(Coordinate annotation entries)

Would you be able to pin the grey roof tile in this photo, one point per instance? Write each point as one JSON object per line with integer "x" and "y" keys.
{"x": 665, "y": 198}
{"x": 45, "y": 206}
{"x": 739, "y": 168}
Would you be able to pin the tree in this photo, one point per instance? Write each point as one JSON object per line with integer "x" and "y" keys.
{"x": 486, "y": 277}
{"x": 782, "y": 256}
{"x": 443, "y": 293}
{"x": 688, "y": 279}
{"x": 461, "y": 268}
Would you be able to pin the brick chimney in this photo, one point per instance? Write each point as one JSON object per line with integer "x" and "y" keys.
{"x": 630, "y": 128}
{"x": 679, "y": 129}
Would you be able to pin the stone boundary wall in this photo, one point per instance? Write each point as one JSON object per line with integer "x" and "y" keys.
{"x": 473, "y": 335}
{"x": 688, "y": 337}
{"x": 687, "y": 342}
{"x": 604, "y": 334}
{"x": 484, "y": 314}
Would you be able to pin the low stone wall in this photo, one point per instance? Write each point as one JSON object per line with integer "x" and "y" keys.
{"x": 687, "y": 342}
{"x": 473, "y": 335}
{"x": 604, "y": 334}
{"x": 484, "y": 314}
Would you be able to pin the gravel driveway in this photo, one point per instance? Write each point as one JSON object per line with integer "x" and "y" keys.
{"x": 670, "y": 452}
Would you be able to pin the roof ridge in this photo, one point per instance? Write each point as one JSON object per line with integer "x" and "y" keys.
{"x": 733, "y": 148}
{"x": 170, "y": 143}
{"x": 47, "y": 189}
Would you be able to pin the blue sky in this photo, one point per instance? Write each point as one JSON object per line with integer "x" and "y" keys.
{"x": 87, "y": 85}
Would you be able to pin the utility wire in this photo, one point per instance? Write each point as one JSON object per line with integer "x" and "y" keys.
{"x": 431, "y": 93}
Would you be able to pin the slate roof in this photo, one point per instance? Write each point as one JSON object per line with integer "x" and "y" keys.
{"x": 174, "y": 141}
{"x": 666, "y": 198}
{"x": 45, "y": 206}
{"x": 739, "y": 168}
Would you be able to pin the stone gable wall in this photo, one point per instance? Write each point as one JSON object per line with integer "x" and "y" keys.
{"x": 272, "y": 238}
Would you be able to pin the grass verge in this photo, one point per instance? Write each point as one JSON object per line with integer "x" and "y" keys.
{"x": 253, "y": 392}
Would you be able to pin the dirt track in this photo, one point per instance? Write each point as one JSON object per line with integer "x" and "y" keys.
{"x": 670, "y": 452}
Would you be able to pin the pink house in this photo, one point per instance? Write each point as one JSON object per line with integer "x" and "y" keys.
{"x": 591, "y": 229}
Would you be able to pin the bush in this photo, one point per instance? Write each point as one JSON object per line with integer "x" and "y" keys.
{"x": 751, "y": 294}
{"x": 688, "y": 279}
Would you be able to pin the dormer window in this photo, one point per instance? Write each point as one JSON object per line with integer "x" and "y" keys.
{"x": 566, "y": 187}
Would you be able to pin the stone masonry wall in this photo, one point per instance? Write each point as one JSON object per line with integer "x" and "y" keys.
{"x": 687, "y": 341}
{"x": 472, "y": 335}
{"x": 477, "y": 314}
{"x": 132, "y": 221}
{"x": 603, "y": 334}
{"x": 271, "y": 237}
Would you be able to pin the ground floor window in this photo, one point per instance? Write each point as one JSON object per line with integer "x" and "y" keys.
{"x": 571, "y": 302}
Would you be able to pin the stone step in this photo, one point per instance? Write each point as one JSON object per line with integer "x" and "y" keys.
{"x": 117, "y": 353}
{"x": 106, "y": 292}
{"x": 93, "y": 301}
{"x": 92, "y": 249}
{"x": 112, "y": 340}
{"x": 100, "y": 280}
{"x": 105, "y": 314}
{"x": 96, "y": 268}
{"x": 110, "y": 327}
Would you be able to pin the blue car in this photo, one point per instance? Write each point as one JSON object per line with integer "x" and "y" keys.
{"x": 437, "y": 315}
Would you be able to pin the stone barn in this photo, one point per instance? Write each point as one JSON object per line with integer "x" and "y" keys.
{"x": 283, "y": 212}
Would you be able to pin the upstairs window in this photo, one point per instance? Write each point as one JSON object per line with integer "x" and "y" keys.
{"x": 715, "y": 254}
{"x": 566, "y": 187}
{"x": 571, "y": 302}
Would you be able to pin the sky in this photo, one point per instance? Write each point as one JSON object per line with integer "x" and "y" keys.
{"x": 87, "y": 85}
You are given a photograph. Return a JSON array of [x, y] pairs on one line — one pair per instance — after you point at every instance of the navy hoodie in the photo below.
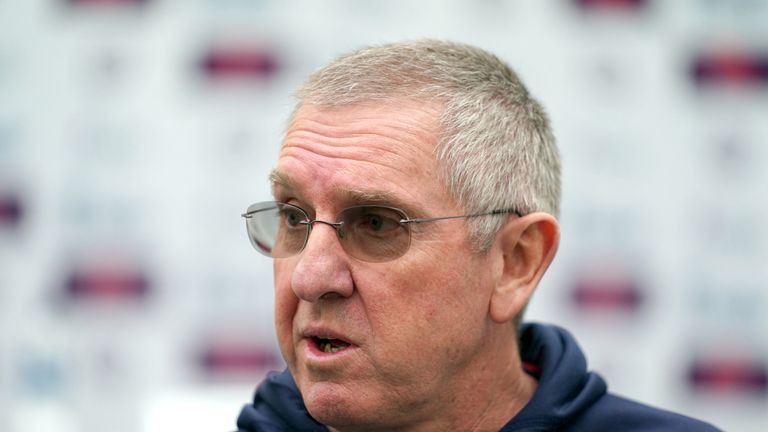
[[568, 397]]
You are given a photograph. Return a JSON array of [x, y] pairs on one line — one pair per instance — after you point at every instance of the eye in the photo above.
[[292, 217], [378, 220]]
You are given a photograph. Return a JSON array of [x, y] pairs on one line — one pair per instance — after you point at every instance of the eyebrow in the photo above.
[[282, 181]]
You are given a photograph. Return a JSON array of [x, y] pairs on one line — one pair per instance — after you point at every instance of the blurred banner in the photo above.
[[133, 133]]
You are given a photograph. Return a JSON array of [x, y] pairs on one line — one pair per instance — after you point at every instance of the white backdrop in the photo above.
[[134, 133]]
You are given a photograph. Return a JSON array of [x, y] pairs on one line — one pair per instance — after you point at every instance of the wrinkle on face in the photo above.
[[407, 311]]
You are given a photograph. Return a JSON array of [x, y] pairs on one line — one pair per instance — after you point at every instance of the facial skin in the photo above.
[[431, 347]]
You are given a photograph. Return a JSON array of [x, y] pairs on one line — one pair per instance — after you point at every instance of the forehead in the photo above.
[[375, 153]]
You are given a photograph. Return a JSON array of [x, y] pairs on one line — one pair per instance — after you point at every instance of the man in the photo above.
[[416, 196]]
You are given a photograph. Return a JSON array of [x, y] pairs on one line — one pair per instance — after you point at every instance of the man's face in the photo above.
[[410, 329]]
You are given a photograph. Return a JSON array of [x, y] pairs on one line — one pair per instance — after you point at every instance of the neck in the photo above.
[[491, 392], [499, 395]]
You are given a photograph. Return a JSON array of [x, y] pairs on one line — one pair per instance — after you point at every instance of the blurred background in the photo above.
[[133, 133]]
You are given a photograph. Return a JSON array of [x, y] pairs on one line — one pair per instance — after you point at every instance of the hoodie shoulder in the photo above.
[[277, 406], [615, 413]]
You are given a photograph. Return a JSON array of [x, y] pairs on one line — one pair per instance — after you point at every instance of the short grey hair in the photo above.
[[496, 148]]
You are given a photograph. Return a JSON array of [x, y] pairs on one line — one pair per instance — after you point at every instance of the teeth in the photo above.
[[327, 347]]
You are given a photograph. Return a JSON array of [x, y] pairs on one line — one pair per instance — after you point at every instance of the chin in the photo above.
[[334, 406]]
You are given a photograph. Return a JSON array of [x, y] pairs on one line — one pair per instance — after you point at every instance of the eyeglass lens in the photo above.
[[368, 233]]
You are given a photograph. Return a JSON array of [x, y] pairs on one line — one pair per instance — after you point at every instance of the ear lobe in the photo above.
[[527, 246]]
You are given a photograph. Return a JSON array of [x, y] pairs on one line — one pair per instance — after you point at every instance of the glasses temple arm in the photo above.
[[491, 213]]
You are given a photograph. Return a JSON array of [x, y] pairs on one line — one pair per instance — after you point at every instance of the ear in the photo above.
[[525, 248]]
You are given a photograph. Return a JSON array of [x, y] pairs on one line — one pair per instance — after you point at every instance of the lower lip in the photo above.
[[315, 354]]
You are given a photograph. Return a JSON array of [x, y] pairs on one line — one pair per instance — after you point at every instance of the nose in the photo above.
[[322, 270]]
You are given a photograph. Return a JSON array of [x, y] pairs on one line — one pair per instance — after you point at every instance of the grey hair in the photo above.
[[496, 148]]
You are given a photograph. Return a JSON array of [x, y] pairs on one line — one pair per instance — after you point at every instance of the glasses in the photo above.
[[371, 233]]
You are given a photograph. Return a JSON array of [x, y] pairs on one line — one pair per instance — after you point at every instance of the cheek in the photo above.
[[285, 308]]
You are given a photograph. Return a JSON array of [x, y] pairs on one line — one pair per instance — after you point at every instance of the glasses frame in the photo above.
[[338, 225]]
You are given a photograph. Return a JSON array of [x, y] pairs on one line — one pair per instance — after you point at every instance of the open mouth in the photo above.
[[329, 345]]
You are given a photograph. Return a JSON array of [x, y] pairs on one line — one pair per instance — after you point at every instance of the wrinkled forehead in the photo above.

### EXERCISE TASK
Transcribe, word for word, every line from the one containing "glasses in the photo above." through the final line of the entries, and nothing else.

### RESPONSE
You are given a photograph. Return a JSON array of [x, y] pairs on one line — one pair per instance — after you point at every instance of the glasses in the photo above.
[[371, 233]]
You are given a photograph. Return a JSON array of [x, y] pairs on one line — one pair per instance — after you point at every instance of the cheek in the photo above.
[[285, 308]]
You are given a photograph. Return a JSON array of [x, y] pairs on one line — one pair per instance — after you point at every instance of the glasses frame in the photo above.
[[338, 225]]
You are given a photograph. Return a JSON array of [x, y] pairs on one line — one pair per instance — after you point at every instance of the open mouth in the photo above.
[[329, 345]]
You are given a photograph. Return a JSON array of [x, y] pairs on one line — one pair per instance — after you point at every instance of the wrinkled forehead in the photo above.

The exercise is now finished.